Exercise: Write out the full listing exactly as it appears below.

Extracted records:
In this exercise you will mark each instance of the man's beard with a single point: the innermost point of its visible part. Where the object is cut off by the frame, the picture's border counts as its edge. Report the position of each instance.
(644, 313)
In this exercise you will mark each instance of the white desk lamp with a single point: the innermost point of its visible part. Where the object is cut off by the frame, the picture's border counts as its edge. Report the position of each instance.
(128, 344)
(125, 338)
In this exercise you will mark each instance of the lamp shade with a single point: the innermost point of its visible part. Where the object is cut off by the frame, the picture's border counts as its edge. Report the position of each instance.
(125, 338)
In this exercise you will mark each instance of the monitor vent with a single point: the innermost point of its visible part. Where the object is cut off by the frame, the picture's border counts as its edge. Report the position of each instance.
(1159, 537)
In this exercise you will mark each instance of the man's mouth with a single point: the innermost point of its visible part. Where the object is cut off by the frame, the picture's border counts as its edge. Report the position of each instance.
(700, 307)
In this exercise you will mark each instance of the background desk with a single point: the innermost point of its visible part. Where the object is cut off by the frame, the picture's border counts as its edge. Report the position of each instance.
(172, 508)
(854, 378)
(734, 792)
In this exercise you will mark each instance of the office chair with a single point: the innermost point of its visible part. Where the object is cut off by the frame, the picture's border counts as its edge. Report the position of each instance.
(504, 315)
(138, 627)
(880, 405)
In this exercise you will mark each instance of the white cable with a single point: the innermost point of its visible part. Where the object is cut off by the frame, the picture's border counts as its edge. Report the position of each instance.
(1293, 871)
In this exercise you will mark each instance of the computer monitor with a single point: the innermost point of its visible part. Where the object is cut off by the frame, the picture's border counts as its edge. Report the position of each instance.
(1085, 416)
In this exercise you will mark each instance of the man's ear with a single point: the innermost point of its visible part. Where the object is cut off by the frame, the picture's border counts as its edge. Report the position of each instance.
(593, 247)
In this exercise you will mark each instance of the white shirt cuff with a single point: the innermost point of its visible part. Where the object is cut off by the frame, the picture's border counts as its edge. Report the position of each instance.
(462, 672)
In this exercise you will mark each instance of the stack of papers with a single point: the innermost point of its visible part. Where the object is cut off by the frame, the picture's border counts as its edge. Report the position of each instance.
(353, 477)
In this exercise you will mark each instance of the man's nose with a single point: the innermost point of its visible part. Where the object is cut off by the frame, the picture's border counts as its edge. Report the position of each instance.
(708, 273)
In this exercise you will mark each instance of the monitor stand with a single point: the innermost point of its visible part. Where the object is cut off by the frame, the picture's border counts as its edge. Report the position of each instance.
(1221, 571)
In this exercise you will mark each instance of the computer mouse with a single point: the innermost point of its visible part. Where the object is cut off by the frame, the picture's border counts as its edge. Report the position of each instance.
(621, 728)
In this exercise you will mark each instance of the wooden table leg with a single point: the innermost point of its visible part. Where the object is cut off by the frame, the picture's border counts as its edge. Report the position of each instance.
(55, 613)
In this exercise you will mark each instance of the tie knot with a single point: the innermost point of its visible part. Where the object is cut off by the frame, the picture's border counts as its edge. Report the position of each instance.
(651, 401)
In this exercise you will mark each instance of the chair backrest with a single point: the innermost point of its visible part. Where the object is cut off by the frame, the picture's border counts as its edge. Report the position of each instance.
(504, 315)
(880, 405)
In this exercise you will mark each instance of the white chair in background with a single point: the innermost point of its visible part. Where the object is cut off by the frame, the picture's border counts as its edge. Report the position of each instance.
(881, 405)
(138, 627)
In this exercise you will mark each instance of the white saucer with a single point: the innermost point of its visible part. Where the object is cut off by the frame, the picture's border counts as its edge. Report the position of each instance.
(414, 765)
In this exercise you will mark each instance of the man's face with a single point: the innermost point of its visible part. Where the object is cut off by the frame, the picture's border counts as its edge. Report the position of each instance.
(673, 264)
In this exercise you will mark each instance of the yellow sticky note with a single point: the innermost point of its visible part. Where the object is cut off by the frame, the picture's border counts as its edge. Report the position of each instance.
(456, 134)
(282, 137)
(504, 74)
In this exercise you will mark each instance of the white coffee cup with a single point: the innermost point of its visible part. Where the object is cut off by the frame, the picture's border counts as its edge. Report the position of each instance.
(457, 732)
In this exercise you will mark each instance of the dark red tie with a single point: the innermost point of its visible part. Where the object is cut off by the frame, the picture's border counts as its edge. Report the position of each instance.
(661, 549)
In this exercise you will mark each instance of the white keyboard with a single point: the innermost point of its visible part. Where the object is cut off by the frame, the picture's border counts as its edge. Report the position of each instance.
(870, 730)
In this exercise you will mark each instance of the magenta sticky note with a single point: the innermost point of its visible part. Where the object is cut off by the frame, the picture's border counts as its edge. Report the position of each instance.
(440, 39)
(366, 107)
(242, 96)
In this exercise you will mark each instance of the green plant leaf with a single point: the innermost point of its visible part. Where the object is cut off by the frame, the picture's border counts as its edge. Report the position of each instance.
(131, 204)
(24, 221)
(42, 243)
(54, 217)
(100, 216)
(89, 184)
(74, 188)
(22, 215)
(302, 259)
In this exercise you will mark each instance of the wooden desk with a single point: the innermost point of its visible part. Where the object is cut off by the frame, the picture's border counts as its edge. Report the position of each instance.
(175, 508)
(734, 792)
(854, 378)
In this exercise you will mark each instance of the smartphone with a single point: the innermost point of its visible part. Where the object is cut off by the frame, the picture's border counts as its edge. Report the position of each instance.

Solved exercise:
In this exercise you will mark each instance of the man's beard with a single point: the innermost point of its visible part. Where the object is cut off by the frame, the picture's border counts as its edge. Report the position of each instance.
(644, 313)
In this exercise you will mark each instance of the white desk lamp with a single point: the innermost point of its visible part. Where the object is cut off by the frame, the picture's border counts as its edge. Report the position of each instance.
(128, 344)
(125, 338)
In this exercise you will mark each instance of the lamp shade with a single point: the innermost point of its visible part. Where the object is cut off by the frame, the picture's border counts as its edge. Report the position of each instance.
(125, 338)
In this exercise you will mark each instance of the monitor vent with a single point: the innermost point of its visible part. Where the object is cut off by the frame, the picture's border counts as its edge. Report the position of each instance.
(1159, 537)
In this exercise you will mark each instance of the man's mouth with a single point: the innermost point of its visible part. Where the object is cut off by the frame, the picture's border counts as its edge. Report the position of each instance.
(700, 307)
In this exercise you will mark each instance of the background desk with a single point: the innermost point of its visible part. Where the object is cut off by the frame, the picture's border counts as its edge. Report the position of each instance.
(172, 508)
(854, 378)
(734, 792)
In this exercise you will mark each instance of the office chair with a single point: the innermost point of its visible part. Where the object is cut off by the frame, the picture's border counts as its edge. Report the position of each instance.
(504, 315)
(138, 627)
(880, 405)
In this exercise you will mark each instance of the white cable with a single point: the innermost point of its visible part. Where the object is cut off by the frame, the picture's border counts as its edge. Report the position of each instance.
(1293, 871)
In this exercise you will mark each instance of the computer monitor with a single point: the innermost point of its visible part. Where the object is cut off by the frame, the picture's border counts as its edge. Report the position of each instance.
(1085, 416)
In this exercise you will mark each instance of the man's ear with a single point: the innermost point of its visible part. Where the object is cut off by the frame, the picture's border counts as its edge. Report the position of each instance.
(593, 247)
In this exercise you will mark each instance of the white shirt cuff with a single point: the innermost point of its visible part. Where the object is cut off by the frame, the picture's border counts as its edge. Report the position of each instance.
(462, 672)
In this exercise you will mark each instance of the stack of papers with a single point: the innermost point of its visible part. Where the object is cut off by the frame, the picture's border counts as its edge. Report the position of each instance.
(353, 477)
In this exercise you will mark each instance of the man's nose with a single point: the innermost point of its visible part. Where the object is cut off by the frame, the picture's border counts as its edge. Report the position of each instance.
(708, 273)
In this exercise you will mark each instance of the monitor stand with a single point: the innermost point of its visible part. Where the object is cut off by the frame, the picture's border counts as its edge. Report the position of each instance.
(1221, 571)
In this exercise you will mark each instance of the computer mouse with a single point: the innermost point of its visible part. Where the object is cut off by the frame, the picture's border counts as its edge. Report the position of each instance.
(621, 728)
In this exercise you will mark each instance of the wooden table leg with a single point: the innermost point of its visible part. Where the object is cut off by the frame, the picture's border counts as its edge. Report the position of each instance.
(55, 613)
In this exercise you will mark each instance of the tie knot with a single point: the innermost point of its visible part. Where the object is cut off by the frame, the picture's border counts as its edge. Report the position of each instance.
(651, 401)
In this exercise you will mark each instance of the chair backrest with a single point: the innermost point of its visible part. Where the object is cut off by the frame, the picture's border counts as its edge. Report the position of each instance.
(504, 315)
(880, 405)
In this exercise you will mark each instance of the white chair in background with a single point: the innermost point of its visible part. Where the object is cut off by the frame, the picture's border counts as its edge. Report the position of each instance.
(881, 405)
(138, 627)
In this exercise you will mark each instance of the white saucer with a single point: the innermost point of its visible part. Where the object is cut off by the frame, the picture's border counts as its edge. Report the position of each instance.
(414, 765)
In this exercise you will mark each instance of the man's face with a single point: the innermost point of its visible part. Where the object is cut off by the frame, the picture's border counts as its edge. Report the position of each instance.
(673, 264)
In this exercise you will mark each instance of the yellow sticky note with a single point: the innermost point of its visible part. Where the object is cut off by the frame, the picture's border counts as its edge. Report the position of each instance.
(456, 134)
(282, 137)
(504, 74)
In this exercise you will mark each instance of the white coffee cup with a single point: the innermost point of its visible part. Where the object is cut off by the frame, the picture's border counts as its edge. Report the position of each instance.
(457, 732)
In this exercise you will mark each instance of the dark red tie with a single point: the innermost point of its visible part. Where the object is cut off by the frame, the picture's border counts as its edge. Report the position of each instance.
(661, 549)
In this exercise you will mark each instance of the white keyboard with a single point: the innermost point of its visible part. Where the object is cut off by the frame, the picture's border counts as its edge. Report the position of each instance.
(870, 730)
In this exercise you will mark each instance of the magenta sticky note with a single point: the innermost point of its visible part. Where the object is cut off by the frame, the picture's border counts as its edge. Report the position of each instance.
(440, 39)
(366, 107)
(242, 96)
In this exercise you will mark each instance of the green plant leaf with a single point: the innermost point of its visible part. Where the object is cut off by the frame, the picture's border counts as its edge. Report the position of each instance.
(131, 204)
(24, 221)
(42, 243)
(54, 217)
(100, 216)
(89, 184)
(74, 188)
(22, 215)
(302, 259)
In this exercise you will mark each instance of the wooden desk with a single point: the innermost point of its visible part. Where the object is cut off by the frame, the picture's border counts as its edge. Report the position of each instance.
(175, 508)
(734, 792)
(854, 378)
In this exercise you will mark each instance of the smartphone with a single point: the innermost point of its visible part. Where the object is cut off by the frame, the picture's border counts as its edge. Report the position of each instance.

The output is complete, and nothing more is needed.